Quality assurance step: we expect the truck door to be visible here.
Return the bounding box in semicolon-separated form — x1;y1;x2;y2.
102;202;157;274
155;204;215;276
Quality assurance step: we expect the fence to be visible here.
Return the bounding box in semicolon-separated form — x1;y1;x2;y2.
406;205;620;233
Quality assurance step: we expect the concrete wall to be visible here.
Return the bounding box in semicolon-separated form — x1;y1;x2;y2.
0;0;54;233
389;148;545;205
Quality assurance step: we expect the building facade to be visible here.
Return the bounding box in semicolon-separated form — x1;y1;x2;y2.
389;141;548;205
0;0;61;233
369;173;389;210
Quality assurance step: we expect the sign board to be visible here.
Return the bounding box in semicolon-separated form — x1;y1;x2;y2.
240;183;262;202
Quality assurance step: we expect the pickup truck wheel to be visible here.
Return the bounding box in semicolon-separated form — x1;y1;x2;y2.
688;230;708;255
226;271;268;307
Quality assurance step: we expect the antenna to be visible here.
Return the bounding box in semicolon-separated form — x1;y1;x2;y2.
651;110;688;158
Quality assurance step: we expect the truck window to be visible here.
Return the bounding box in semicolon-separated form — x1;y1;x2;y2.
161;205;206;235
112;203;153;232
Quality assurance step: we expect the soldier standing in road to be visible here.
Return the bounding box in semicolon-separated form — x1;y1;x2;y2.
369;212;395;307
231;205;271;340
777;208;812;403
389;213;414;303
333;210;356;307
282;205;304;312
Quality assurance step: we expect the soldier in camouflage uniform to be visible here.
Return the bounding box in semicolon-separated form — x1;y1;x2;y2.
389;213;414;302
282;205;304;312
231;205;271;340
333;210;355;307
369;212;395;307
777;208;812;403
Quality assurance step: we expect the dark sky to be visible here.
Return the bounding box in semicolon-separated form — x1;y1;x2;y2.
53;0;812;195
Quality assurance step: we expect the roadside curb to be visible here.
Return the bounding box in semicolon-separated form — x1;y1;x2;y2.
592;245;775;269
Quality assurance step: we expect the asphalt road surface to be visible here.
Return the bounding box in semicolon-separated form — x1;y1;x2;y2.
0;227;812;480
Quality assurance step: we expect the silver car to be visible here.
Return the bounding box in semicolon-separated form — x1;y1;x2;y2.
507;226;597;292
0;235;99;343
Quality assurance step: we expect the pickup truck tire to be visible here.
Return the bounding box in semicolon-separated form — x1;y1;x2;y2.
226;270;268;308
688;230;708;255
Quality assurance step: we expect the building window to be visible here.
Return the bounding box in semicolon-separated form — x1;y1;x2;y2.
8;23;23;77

────────────────────

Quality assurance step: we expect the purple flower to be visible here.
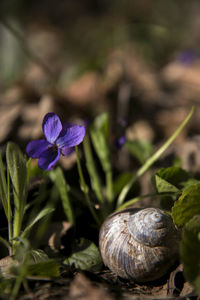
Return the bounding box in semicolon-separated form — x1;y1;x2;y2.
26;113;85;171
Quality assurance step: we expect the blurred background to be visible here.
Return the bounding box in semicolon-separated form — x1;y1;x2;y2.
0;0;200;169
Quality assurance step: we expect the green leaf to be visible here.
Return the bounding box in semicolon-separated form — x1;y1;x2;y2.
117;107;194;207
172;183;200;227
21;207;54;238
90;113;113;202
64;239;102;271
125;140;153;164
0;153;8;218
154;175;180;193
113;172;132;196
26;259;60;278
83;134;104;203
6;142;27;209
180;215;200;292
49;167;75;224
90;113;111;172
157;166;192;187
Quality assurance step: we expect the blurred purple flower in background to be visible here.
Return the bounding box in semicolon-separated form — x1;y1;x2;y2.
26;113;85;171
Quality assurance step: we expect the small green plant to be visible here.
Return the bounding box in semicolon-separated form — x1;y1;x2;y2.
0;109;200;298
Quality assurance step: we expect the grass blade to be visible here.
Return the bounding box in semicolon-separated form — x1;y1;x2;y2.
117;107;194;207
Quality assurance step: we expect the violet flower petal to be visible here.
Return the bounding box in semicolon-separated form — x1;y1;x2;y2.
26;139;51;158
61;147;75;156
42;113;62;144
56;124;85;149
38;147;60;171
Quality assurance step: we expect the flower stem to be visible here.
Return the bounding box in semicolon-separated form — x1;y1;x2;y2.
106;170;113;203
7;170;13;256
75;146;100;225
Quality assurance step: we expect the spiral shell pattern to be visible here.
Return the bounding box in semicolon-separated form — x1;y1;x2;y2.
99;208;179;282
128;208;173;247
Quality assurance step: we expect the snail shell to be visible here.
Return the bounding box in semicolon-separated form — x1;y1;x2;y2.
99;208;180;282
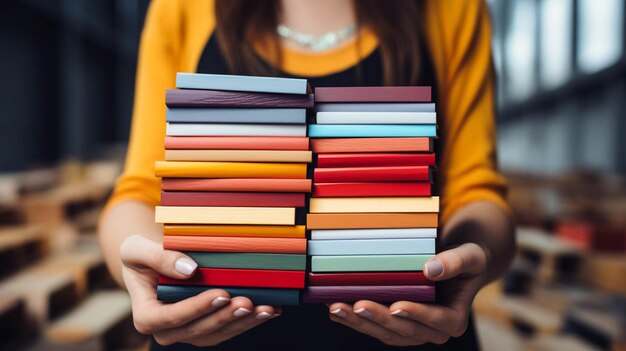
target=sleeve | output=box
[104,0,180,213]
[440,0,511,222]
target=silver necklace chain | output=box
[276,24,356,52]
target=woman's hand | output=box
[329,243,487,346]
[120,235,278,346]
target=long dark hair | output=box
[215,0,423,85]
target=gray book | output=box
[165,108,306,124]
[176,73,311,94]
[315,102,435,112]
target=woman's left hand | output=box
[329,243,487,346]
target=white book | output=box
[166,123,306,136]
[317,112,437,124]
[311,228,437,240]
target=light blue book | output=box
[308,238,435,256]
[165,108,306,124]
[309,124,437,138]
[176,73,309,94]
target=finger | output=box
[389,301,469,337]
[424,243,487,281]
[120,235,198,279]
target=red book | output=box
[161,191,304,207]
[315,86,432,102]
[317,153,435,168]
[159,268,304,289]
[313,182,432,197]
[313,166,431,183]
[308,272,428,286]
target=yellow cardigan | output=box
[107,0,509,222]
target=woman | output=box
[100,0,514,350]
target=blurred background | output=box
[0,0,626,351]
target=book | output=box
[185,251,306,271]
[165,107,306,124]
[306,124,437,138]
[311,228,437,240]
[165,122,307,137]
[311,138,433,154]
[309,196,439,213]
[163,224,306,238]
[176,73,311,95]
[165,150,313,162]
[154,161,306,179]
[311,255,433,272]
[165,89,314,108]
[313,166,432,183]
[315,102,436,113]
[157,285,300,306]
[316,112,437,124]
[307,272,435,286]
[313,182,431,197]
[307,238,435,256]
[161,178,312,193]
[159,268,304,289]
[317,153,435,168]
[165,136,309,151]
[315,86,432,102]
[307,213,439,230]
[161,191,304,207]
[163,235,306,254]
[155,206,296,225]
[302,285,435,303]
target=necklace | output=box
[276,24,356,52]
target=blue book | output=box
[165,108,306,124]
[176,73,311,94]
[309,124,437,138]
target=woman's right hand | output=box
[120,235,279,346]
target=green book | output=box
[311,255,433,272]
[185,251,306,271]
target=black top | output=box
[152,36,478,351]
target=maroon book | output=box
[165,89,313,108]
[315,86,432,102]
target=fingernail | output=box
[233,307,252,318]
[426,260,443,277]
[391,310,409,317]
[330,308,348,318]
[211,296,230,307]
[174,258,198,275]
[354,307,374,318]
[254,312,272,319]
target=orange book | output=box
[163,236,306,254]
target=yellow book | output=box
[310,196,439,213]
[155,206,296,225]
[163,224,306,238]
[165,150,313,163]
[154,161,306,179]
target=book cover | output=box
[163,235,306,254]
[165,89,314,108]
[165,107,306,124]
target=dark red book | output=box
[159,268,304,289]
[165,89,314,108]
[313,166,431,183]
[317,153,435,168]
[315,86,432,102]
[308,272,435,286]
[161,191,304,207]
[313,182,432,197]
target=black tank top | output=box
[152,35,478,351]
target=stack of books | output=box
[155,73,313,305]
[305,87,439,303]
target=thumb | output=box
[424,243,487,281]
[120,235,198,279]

────────────────────

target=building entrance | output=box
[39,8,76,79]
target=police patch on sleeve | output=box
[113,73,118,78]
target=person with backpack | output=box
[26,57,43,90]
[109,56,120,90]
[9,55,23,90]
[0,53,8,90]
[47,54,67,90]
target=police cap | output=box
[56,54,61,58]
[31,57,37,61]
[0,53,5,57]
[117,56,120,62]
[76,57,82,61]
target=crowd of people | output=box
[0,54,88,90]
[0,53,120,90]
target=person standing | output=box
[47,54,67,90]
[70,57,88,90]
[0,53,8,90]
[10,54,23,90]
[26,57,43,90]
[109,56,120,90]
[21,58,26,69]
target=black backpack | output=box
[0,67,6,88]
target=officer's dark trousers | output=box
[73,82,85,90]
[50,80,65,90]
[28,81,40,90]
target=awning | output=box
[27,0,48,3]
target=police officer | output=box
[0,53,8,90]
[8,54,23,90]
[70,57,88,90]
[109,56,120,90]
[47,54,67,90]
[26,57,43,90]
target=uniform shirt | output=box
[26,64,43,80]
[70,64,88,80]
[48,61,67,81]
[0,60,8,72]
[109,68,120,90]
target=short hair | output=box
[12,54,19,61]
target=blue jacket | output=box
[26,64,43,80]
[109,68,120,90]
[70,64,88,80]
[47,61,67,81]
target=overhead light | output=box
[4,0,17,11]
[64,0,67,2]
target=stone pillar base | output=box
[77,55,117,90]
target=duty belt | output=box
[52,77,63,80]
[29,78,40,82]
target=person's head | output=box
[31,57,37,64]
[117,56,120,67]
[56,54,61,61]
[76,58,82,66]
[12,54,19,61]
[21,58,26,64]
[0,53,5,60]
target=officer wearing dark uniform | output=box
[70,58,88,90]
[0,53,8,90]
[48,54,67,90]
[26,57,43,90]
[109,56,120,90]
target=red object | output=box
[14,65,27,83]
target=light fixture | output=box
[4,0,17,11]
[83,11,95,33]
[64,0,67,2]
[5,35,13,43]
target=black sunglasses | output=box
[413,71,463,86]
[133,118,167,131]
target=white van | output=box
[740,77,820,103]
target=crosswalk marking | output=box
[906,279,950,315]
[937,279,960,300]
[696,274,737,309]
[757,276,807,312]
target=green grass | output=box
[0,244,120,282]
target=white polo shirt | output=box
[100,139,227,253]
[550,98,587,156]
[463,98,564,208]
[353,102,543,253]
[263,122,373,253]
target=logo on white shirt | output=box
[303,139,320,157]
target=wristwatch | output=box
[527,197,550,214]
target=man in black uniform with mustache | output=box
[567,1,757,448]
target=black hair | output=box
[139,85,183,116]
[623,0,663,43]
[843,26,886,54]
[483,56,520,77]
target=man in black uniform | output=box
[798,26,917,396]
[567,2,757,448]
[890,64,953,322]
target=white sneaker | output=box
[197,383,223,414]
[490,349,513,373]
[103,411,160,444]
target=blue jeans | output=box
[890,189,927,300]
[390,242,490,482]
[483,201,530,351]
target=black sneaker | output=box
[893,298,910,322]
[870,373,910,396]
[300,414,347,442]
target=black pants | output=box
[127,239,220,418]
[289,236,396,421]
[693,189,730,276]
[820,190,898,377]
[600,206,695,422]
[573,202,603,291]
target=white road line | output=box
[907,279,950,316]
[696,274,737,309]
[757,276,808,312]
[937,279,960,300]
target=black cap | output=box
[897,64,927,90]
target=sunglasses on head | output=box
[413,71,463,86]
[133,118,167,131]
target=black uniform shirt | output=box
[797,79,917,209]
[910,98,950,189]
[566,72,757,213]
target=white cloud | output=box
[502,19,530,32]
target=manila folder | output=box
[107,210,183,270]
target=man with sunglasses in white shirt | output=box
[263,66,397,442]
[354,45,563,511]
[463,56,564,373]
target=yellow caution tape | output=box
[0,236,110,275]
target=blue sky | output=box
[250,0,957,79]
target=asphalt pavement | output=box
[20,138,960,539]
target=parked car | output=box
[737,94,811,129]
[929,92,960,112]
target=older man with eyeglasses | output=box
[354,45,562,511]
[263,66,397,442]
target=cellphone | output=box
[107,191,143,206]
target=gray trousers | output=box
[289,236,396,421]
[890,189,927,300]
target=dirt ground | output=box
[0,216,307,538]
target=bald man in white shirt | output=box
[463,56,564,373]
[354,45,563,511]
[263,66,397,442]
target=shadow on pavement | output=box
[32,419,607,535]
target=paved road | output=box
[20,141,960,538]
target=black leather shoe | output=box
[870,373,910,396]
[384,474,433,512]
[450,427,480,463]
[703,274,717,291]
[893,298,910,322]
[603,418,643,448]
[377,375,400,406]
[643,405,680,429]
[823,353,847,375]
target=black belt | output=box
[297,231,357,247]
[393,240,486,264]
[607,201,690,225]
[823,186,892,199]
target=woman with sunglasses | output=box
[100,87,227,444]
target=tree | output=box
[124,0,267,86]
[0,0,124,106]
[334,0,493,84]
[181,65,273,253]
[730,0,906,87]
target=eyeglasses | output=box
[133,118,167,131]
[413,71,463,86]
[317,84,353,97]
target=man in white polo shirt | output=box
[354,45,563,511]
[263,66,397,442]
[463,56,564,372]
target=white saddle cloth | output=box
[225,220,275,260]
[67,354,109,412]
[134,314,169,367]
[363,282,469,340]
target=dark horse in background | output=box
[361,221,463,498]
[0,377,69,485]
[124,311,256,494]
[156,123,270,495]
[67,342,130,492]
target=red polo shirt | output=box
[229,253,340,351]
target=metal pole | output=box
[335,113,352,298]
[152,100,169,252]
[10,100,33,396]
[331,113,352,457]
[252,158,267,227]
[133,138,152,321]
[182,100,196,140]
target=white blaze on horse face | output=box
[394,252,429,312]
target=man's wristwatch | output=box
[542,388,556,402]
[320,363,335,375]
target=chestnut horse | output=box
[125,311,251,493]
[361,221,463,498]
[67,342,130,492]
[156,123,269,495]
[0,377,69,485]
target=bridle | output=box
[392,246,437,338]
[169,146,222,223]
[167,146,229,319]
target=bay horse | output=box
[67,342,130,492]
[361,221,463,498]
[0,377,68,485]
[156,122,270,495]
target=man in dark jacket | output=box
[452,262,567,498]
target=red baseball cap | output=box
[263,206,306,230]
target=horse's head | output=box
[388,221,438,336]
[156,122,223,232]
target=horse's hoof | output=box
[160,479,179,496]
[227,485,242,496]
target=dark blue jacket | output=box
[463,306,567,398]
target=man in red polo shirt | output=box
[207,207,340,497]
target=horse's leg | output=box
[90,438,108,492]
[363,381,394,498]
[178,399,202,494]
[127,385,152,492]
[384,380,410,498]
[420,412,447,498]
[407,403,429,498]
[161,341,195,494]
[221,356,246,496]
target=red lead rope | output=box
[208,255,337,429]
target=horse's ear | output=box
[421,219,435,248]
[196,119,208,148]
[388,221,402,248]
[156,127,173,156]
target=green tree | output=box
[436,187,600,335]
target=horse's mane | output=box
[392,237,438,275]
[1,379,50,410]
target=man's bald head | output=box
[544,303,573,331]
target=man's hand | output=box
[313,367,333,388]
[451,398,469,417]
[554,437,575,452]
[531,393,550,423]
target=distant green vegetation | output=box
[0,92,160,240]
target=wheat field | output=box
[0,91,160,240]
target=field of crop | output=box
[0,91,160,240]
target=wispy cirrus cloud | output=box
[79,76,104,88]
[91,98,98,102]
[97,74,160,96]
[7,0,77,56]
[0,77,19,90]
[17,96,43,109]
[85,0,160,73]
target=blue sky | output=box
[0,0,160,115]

────────────────────

**WHAT THE TASK REQUIRES:** Put the lines of the records between the line holding "target=white sneaker | output=box" and the line holding "[300,414,347,442]", both included, into a JSON list with one string per line and no blank lines.

**RESULT OF THIS EXERCISE:**
[
  "target=white sneaker | output=box",
  "[197,383,223,414]",
  "[490,349,513,373]",
  "[103,411,160,444]",
  "target=blue jeans | output=box",
  "[890,189,927,300]",
  "[390,242,490,482]",
  "[483,201,530,351]",
  "target=black sneaker | output=box",
  "[893,298,910,322]",
  "[870,373,910,396]",
  "[300,414,347,442]"
]